• Assignment:
In the records below, find the line with "pixel 31 106"; retype that line and all the following lines through the end, exactly, and add nothing.
** Task inputs follows **
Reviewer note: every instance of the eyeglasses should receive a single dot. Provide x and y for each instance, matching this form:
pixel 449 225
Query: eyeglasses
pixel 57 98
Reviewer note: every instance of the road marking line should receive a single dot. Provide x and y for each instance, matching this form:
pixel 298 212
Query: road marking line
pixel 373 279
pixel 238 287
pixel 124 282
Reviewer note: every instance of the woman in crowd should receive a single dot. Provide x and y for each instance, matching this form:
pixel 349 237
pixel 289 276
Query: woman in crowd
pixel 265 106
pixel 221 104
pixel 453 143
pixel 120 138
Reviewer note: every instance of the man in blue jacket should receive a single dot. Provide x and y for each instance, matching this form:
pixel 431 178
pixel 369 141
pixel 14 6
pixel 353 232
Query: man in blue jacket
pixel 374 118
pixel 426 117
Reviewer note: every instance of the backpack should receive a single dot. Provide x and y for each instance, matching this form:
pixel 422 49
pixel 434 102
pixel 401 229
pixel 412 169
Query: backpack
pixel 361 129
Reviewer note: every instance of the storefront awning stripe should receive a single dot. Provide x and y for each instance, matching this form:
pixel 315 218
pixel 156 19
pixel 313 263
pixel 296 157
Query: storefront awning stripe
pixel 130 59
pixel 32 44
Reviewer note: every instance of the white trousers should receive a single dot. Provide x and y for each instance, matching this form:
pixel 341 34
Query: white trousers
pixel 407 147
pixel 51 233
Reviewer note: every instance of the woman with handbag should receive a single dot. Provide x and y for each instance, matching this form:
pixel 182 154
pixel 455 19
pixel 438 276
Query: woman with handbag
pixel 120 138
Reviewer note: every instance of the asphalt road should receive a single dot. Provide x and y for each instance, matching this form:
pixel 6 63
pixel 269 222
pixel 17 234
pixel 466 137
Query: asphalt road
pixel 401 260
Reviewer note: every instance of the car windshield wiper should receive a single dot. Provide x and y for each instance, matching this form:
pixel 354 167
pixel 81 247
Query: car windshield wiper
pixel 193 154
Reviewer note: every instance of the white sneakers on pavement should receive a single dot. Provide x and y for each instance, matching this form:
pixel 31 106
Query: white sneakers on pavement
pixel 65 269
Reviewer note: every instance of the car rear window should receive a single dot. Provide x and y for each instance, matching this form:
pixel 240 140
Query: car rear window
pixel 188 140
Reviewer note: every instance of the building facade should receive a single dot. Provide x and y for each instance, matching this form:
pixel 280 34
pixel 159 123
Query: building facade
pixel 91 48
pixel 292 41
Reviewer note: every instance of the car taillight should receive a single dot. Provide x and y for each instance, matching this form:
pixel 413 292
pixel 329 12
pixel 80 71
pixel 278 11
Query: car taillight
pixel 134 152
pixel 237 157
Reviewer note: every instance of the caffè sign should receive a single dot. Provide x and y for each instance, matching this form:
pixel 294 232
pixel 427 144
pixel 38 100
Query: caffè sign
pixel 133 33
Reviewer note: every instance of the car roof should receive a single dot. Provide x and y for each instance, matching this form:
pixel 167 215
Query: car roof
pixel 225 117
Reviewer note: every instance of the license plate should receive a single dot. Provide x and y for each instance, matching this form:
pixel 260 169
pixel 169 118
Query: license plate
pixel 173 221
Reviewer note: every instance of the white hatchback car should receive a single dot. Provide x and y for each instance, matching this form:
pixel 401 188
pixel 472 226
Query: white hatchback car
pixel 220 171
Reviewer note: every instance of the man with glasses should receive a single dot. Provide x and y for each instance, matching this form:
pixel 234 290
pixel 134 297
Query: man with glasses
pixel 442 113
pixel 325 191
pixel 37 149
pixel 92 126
** End of Task inputs **
• Problem solution:
pixel 31 106
Query: white sneakers on pavement
pixel 65 269
Reviewer note: every instance of the car rear window should receive a single dot. Provide x and y for each instance, matching this form:
pixel 240 140
Query: car rear window
pixel 188 140
Reviewer note: every instance of the building facade should receive a single dot. Provide x and y for each instance, matching this form:
pixel 280 34
pixel 159 123
Query: building facade
pixel 91 48
pixel 292 41
Reviewer note: every instance of the car taillight should receive a single dot. Provide x and y for each instance, matching this form:
pixel 413 292
pixel 329 12
pixel 80 71
pixel 278 11
Query: car taillight
pixel 134 152
pixel 237 157
Reviewer note: every instance of the caffè sign should receive a single dot. Provide x and y for each instance, matching this form:
pixel 294 232
pixel 427 144
pixel 38 100
Query: caffè sign
pixel 133 33
Reviewer note: every instance of the car roof should receive a single dot. Provide x and y for each instance, matching this form:
pixel 167 215
Query: car roof
pixel 225 117
Reviewer note: every instance of the license plate should receive a single dot. Provide x and y for each instance, matching this form:
pixel 260 169
pixel 169 118
Query: license plate
pixel 173 221
Reviewer note: every instance of the white hatchback car should receive a single dot. Provide x and y for each instance, matching this form:
pixel 401 188
pixel 472 226
Query: white hatchback car
pixel 220 171
Reviewer note: every instance of the man with glasses should receive a single dot. Provide x and y for each instance, matching this form:
pixel 234 290
pixel 134 297
Query: man with glasses
pixel 442 113
pixel 325 191
pixel 37 149
pixel 92 126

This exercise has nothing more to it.